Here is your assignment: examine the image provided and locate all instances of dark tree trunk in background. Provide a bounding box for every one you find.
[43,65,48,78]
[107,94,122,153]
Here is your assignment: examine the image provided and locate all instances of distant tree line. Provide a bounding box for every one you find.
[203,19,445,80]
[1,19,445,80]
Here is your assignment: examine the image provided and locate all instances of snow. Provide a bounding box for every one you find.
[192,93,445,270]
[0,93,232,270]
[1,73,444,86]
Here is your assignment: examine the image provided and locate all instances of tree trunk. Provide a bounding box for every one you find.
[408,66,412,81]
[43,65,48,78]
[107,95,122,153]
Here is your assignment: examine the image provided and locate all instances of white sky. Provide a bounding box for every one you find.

****************

## AIM OF THE EXERCISE
Write out each line exactly, beginning at the one with "instances of snow." and ending at the final line of the records above, with nothing added.

## ANSWER AREA
Here is your assignment: examine the image provided and locate all instances of snow. Provide a bounding box for every one you find.
[192,93,445,270]
[0,93,232,270]
[1,73,444,86]
Here is your assignment: examine the image provided and locate all instances of tree trunk. Provide a bounding box for every one you find.
[408,66,412,81]
[43,65,48,78]
[107,95,122,153]
Here is your assignment: examine the image provided and locate all instances of white sky. Provide a bounding box for every one you find.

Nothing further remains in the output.